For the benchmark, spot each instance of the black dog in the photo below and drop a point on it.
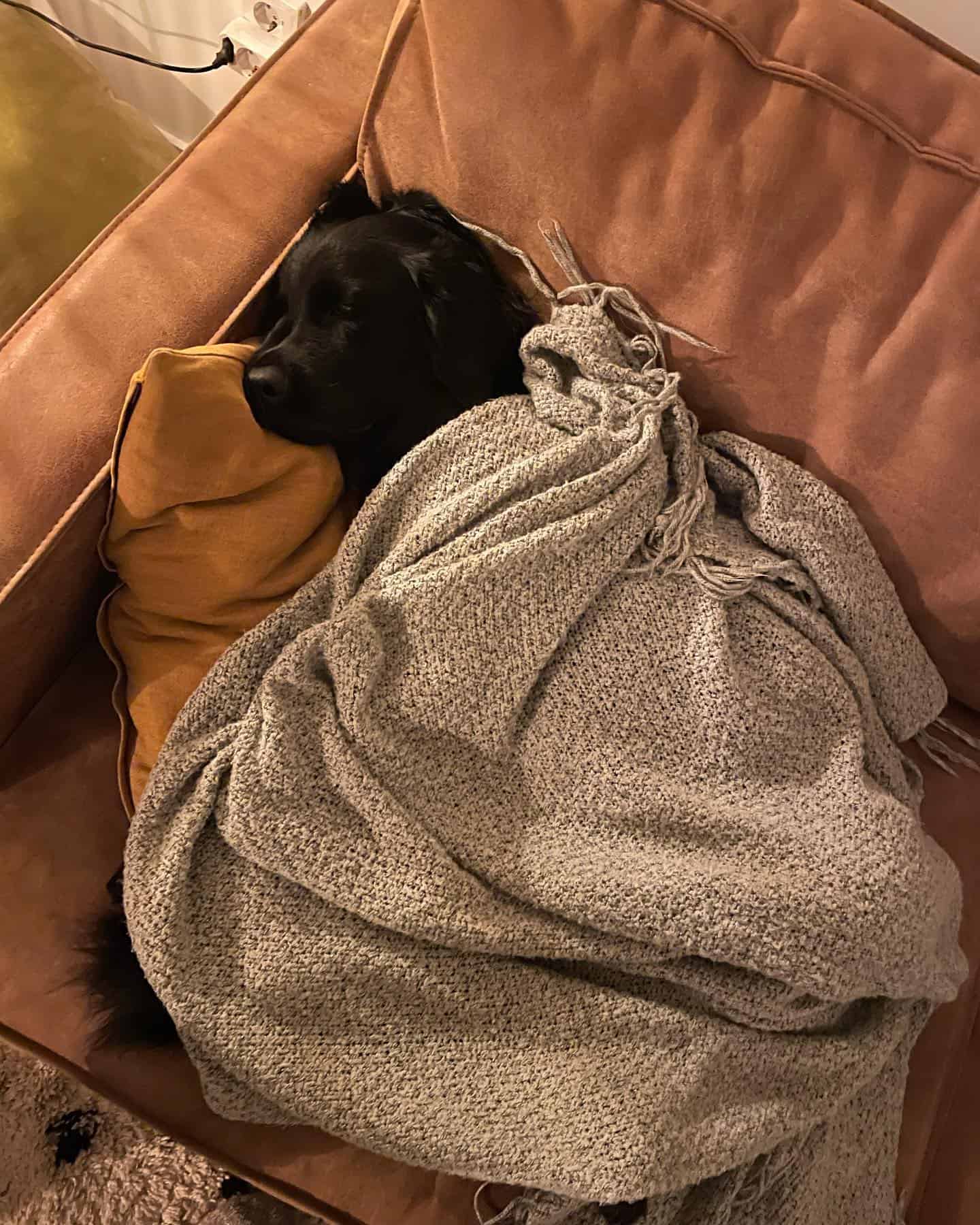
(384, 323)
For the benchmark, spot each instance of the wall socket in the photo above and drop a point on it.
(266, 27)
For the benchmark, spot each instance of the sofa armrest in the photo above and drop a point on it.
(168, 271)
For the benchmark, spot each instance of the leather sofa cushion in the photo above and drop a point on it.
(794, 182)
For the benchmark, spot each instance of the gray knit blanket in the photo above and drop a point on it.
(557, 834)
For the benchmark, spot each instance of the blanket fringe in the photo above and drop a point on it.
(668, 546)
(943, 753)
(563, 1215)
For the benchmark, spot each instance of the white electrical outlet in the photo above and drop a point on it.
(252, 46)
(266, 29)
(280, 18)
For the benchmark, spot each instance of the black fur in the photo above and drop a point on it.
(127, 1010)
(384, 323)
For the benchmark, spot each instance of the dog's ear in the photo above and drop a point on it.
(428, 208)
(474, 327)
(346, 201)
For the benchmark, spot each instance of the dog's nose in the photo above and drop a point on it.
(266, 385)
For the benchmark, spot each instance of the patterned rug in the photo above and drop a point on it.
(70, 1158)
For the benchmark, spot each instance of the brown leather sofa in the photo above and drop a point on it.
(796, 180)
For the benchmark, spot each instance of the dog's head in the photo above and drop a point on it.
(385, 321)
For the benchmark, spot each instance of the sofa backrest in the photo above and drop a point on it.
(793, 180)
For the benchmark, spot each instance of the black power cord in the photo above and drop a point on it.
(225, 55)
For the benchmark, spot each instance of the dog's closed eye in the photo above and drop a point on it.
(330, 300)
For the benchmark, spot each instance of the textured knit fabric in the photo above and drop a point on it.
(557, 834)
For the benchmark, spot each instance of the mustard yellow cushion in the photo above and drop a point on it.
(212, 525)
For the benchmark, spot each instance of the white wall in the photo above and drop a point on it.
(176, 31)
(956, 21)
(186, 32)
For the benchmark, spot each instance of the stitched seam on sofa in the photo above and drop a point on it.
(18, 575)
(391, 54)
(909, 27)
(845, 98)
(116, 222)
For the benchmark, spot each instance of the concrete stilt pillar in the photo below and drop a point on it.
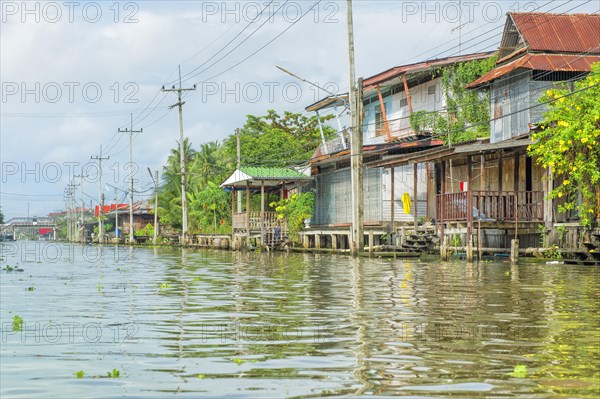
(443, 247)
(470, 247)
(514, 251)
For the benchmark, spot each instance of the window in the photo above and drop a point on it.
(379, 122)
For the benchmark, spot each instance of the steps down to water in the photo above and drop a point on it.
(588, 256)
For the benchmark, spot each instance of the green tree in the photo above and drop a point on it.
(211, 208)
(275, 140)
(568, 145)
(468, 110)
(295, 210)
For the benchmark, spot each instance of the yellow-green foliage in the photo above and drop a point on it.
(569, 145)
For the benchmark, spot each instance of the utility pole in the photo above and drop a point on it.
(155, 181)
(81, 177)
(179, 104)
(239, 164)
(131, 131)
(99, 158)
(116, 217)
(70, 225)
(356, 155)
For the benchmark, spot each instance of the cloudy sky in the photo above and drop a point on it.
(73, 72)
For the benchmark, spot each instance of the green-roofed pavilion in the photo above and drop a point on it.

***

## GIVEN PROBLEM
Copy out all of the records above exactly as they appear, leaving the pictures out of your copy.

## WRITTEN REPLY
For the benchmark, spot each instance of the black dog in the photo below and drop a point on it.
(384, 323)
For the benchmark, spot each instance of the wall socket in the photo above and drop a point on it.
(266, 27)
For the benchmark, spot each instance of the sofa armrest in the photo above and drop a point on it.
(168, 271)
For the benchmark, spot each instance of the leather sofa cushion in the photo above and drop a point on it.
(794, 182)
For the benchmark, spot each instance of the gray knit blanket in the photo above and drop a point on it.
(557, 834)
For the benchmark, spot each instance of the blanket fringe in the photo above and drop a point on it.
(668, 546)
(943, 753)
(563, 1215)
For the benchmark, spot each instance of the white electrical outlet in the photo above and drop a point on it.
(252, 46)
(266, 29)
(280, 18)
For the benchmark, spot each instance of the black fur in the photo above and drop a point on it.
(127, 1010)
(384, 323)
For the benchmark, spot each instance of the dog's ear in the photo above and drop a point on it.
(428, 208)
(474, 327)
(346, 201)
For the benchmark, spot each instance of the dog's nose in the photo above and drop a point on it.
(266, 385)
For the benchmark, spot each instance of the patterned rug in the photo above and drop a point on it.
(70, 1158)
For the benchmark, spot each instance of the brown leather sofa in the photo above and drop a point on it.
(796, 180)
For the benchmark, spot each instance of the dog's head in the photo above and drop a point on it.
(385, 321)
For the benchmark, spot each instance of the sofa backrest in the photo above and drop a point on it.
(793, 180)
For the benchmark, spot each instance of the black power cord in the photo above and drop a point on it.
(225, 55)
For the benchmark, spot each instance of the dog's closed eye in the photo above and drop a point on it.
(330, 300)
For the benchmark, spot each instance of the textured knit fabric in the photo above and drop a point on it.
(557, 834)
For the benchmark, spot each instance of the mustard yellow cushion in the photo above and drop a point on it.
(212, 525)
For the benchmark, spot each instance of the white wall in the photo above and drop a point on it.
(176, 31)
(956, 21)
(186, 32)
For the benchmark, spot each instance of the stitched seam on sofa in the photo above and drop a point on it.
(18, 575)
(391, 54)
(909, 27)
(845, 98)
(116, 222)
For the benchmark, spot each instance of the concrete stilt pillar in the photo below and drop a point on it.
(443, 247)
(470, 247)
(514, 251)
For the benchmark, spot each instance of the window in the photo above and drop a point on it.
(379, 122)
For the benchmark, spot each instance of the steps down to water in the photo above and drop a point on it.
(588, 256)
For the benchmark, spot each instance of the green tree in the photo above and drop a point on it.
(211, 208)
(275, 140)
(568, 145)
(468, 110)
(295, 210)
For the benchmark, spot each instance of the yellow-green foliage in the photo above and drop a point on it.
(569, 145)
For the benchmark, spot each instance of the utility pole in the photo above and drop a point on it.
(155, 181)
(81, 177)
(179, 104)
(239, 164)
(131, 131)
(99, 158)
(116, 217)
(70, 225)
(356, 155)
For the benchmark, spot each instance of the cloudy sky in the photo above and drop a point on it.
(73, 72)
For the benchmark, spot each instance of the green-roofed pavilion in the photo above and drop a point on it.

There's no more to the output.